## BEGIN Record extracts

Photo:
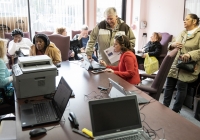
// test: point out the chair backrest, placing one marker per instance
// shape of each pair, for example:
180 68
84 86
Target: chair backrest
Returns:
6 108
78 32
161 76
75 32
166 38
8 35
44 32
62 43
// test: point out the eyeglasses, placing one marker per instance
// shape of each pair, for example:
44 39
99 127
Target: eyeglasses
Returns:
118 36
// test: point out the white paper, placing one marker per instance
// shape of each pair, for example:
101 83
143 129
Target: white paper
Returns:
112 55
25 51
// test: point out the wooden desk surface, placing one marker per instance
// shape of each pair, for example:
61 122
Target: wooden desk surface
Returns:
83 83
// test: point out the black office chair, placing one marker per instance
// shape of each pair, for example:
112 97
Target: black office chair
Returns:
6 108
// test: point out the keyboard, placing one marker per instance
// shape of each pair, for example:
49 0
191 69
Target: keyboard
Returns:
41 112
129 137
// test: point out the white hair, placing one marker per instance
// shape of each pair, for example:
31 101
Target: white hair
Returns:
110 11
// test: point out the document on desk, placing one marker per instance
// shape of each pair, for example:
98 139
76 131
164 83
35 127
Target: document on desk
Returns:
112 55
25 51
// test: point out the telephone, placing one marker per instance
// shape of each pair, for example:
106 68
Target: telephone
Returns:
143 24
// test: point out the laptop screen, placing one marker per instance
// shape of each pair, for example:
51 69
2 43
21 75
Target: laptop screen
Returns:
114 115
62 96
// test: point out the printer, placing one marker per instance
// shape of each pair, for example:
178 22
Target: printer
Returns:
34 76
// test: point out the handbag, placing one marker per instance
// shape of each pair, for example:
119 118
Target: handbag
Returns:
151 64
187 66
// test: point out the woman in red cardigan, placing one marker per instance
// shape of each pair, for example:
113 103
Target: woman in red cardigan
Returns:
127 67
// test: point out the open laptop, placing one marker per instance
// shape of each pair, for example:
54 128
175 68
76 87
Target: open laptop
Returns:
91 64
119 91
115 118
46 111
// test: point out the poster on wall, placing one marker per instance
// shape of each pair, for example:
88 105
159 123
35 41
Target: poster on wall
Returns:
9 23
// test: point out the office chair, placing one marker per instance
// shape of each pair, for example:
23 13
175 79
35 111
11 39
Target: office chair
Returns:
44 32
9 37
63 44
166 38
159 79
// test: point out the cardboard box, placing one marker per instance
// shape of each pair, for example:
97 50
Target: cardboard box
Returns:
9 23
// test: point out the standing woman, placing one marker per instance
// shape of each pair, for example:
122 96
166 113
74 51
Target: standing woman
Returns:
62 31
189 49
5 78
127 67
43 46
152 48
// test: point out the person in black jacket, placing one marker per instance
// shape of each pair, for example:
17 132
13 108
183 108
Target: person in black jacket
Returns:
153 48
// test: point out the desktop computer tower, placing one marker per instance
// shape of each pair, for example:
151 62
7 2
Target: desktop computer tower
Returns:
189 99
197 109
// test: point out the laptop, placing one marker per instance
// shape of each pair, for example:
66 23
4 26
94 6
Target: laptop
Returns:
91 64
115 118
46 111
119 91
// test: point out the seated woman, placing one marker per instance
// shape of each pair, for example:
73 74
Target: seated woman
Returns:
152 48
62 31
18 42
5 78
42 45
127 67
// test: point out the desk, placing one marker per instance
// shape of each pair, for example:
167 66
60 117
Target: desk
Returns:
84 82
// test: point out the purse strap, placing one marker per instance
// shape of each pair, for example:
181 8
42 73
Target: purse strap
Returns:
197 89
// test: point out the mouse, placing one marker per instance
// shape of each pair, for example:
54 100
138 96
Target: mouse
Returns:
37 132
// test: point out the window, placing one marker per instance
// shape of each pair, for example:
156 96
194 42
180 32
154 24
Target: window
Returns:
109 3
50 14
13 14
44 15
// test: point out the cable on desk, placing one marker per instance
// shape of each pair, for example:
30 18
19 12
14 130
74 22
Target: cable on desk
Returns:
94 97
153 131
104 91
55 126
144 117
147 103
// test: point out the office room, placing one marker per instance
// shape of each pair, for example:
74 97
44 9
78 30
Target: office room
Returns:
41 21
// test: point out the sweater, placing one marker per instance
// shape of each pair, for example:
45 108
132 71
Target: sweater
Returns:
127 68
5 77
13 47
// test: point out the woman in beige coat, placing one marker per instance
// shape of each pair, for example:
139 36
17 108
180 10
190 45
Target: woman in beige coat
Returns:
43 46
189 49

## END Record extracts

* _What needs to be done_:
Can you write out the records again, starting at the line that contains "seated woman, placing one marker per instance" and ending at the last line of the records, with every "sweater" changed to "cardigan" and everything else left as it is?

* _Exercise result_:
// test: point out the seated woman, placing one marker per instance
// shape of each pair, for example:
73 74
Target: seated woman
Returns:
152 48
62 31
18 42
5 78
42 45
127 67
// test: point out the desk, placing one marker per instance
// shape of each pair, for example:
167 66
60 117
Target: desk
Returns:
84 82
// test: point out the purse strap, placing one marker per instance
// shape of each pair, for example:
181 8
42 73
Target: purse strap
Returns:
197 89
// test: point out the mouse, placing one marker per instance
// shape of each pair, for example:
54 100
138 96
Target: mouse
Returns:
37 132
// test: point out the window, placing one marker per instance
// shape of each pair, for example:
156 96
194 42
180 32
154 24
Target: window
Returns:
109 3
50 14
13 14
44 15
// test: point out the cable on desk, placing one marker per instance
// shape of each pair, for example:
30 18
19 12
14 130
74 22
Target: cable on desk
Returns:
94 97
153 131
104 91
55 126
144 117
147 103
// test: point out the office room, placing one marker per instance
// shape of each pair, for example:
74 97
44 9
78 30
Target: office room
Returns:
41 21
// test: point out the cardigan, placing one marker per instance
// shape of each pair, for example:
45 108
132 71
Target: cardigan
Returns:
127 68
5 77
13 47
// test: point out the woman in beige coat, placing one marker per instance
// shape of each pair, for example:
139 36
17 108
180 10
190 45
Target: woman in beige coat
Returns:
43 46
189 49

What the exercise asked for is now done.